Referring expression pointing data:
════════

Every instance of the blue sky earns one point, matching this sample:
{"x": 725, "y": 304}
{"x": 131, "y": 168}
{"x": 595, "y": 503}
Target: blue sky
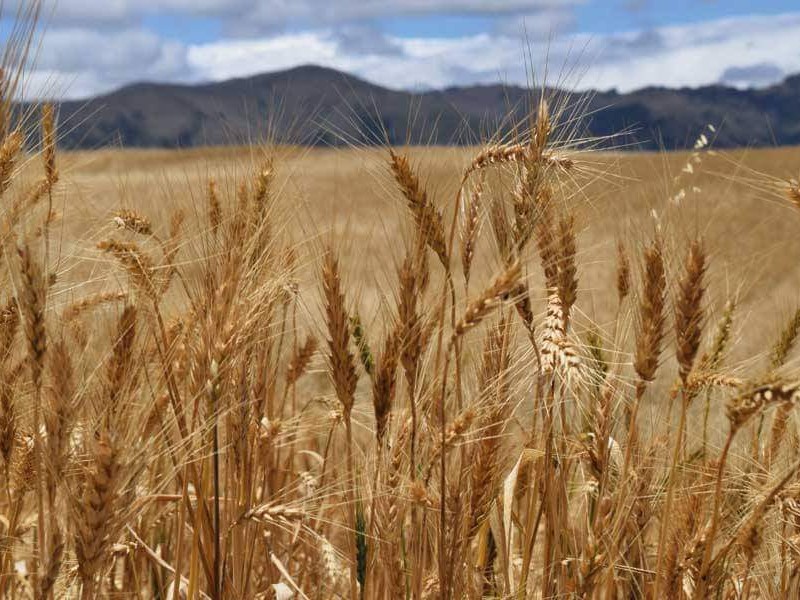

════════

## Task prompt
Here the job is to print the data above exactly, except for any pictures.

## Response area
Every instance of the blue sky earns one point, matching this sample:
{"x": 725, "y": 304}
{"x": 131, "y": 168}
{"x": 595, "y": 503}
Target: blue sky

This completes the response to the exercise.